Çıkarılan Metin:
****

Örneğin:Newton’un yerçekimi hipotezi 200 yıl boyunca bir doğa yasası olarak kabul edildiği halde, geçen yüzyılın sonlarına doğru bazı olguları açıklamada yetersizliği görülünce, eleştiriye uğramış, daha sonra daha güçlü olan Einstein teorisine yerini bırakmak zorunda kalmıştır. Bu da gösterir ki, bilimde hiç bir ‘doğru’ değişmez değildir

Bilimin bu kendi kendini eleştirme özelliği ona kendi kendini düzeltme yeteneği vermiştir. Bilimde hiç bir hata veya yanlışa sapma sürekli olamaz. Gözlem verilerinin durmadan artması doğrulama sürecinde süreklilik kazandırmakta, bu da hataların ayıklanmasına, bilgilerimizin giderek daha güvenilir olmasına yol açmaktadır. Kendi kendini eleştirici ve düzeltici bir süreçte dogmalara, değişmez ‘doğru’lara elbette yer yoktur.

Bilim genelleyicidir. Bilim tek tek olgularla değil, olgu türleri ile uğraşır. Bu nedenledir ki, sınıflama bilimsel araştırmada ilk adımı oluşturur. ‘Belli koşullar altında su 100 derecede kaynar!, ‘Bakır iletkendir’, ‘Bir gazın hacmi, sıcaklık sabit tutulduğunda, basınçla ters orantılı değişir’ gibi önermeler tek tek olguları dile getirir. Bilimsel önermeler genelleme niteliğinde olup ya bir sınıf olgunun paylaştığı bir özelliği, ya da olgular arasında değişmez bazı ilişkileri dile getirir. Bilim açısından tek bir olgunun kendi başına bir önemi yoktur; o ancak inceleme konusu bir olgu sınıfına üye ise, dolayısıyla bir genellemeyi doğrulama (veya yalanlama) işleminde kanıt görevini görüyorsa önemlidir.

****

Veri kümesinden alıntı:
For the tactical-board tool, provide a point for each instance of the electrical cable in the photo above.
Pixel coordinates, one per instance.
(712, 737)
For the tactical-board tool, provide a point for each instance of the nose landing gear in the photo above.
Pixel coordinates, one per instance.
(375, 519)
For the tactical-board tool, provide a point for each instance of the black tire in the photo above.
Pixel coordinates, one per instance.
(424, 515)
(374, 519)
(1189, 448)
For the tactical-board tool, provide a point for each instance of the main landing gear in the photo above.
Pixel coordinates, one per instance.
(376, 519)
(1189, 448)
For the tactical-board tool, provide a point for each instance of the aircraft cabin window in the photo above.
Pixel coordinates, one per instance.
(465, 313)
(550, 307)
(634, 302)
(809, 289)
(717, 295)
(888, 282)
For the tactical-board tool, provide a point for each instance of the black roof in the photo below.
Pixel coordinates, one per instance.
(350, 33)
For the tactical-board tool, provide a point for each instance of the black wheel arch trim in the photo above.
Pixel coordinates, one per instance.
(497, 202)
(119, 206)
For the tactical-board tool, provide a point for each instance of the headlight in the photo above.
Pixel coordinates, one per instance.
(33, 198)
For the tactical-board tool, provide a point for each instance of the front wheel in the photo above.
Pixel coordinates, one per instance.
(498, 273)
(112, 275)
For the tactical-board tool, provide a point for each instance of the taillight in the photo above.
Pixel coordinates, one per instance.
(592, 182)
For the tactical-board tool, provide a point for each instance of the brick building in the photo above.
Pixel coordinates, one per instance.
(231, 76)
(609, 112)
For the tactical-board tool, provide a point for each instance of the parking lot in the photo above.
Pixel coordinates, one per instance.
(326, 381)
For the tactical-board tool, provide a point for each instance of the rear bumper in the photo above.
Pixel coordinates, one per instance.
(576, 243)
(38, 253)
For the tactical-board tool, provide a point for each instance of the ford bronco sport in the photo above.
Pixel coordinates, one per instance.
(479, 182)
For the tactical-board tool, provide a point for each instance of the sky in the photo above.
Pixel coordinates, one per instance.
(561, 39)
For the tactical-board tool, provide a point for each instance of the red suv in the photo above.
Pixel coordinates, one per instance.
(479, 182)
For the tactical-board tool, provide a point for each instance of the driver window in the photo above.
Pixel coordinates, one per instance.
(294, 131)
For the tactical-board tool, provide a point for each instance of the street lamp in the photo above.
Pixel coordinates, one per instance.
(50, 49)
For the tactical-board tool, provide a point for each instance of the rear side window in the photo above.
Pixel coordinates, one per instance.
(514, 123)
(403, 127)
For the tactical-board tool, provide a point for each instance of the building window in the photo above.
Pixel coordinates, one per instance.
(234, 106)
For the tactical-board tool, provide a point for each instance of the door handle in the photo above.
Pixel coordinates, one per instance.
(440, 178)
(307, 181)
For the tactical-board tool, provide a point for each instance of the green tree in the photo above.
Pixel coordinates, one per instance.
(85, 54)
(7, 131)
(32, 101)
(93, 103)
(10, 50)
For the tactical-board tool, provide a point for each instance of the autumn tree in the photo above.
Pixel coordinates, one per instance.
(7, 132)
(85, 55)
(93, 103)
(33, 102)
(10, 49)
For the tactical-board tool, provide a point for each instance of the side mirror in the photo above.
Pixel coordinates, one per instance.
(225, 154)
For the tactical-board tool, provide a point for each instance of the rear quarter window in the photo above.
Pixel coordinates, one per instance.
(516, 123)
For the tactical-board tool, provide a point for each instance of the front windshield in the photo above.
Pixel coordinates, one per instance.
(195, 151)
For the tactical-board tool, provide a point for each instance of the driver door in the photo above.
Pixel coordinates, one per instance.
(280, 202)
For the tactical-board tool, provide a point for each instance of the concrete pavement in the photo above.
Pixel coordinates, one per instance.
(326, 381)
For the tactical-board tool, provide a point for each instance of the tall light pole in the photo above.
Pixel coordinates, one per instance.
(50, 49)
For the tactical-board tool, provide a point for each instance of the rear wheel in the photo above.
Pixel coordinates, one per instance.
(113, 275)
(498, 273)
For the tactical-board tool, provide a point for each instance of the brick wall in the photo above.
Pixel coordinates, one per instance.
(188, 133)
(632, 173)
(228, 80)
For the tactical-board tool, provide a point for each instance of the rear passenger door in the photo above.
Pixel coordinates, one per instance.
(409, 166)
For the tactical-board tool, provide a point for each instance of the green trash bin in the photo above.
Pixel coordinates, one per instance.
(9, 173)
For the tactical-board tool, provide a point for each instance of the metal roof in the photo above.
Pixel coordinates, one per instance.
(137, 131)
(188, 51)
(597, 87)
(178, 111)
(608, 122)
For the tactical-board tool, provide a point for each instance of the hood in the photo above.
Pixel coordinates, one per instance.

****

Yapılacak Çalışmalar:
**A)** Bilimin nitelikleri üzerine olan metinde, "gibi önermeler" sözünden önce örnek olarak sıralanan önermelerin tümünü yazınız.
**B)** Veri kümesindeki satırlarda "pole in the photo above." ifadesini içeren satırdan satırların sonuna kadar her şeyi, iki uç da dahil olmak üzere, yeniden yazınız. Bunu yaparken "tactical-board tool" ifadesini "strategy-board tool" ile değiştiriniz ve geri kalan her şeyi olduğu gibi bırakınız.

Yanıtlar:
**A)**
- Belli koşullar altında su 100 derecede kaynar
- Bakır iletkendir
- Bir gazın hacmi, sıcaklık sabit tutulduğunda, basınçla ters orantılı değişir

**B)**
For the strategy-board tool, provide a point for each instance of the tall light pole in the photo above.
Pixel coordinates, one per instance.
(50, 49)
For the strategy-board tool, provide a point for each instance of the rear wheel in the photo above.
Pixel coordinates, one per instance.
(113, 275)
(498, 273)
For the strategy-board tool, provide a point for each instance of the brick wall in the photo above.
Pixel coordinates, one per instance.
(188, 133)
(632, 173)
(228, 80)
For the strategy-board tool, provide a point for each instance of the rear passenger door in the photo above.
Pixel coordinates, one per instance.
(409, 166)
For the strategy-board tool, provide a point for each instance of the green trash bin in the photo above.
Pixel coordinates, one per instance.
(9, 173)
For the strategy-board tool, provide a point for each instance of the metal roof in the photo above.
Pixel coordinates, one per instance.
(137, 131)
(188, 51)
(597, 87)
(178, 111)
(608, 122)
For the strategy-board tool, provide a point for each instance of the hood in the photo above.
Pixel coordinates, one per instance.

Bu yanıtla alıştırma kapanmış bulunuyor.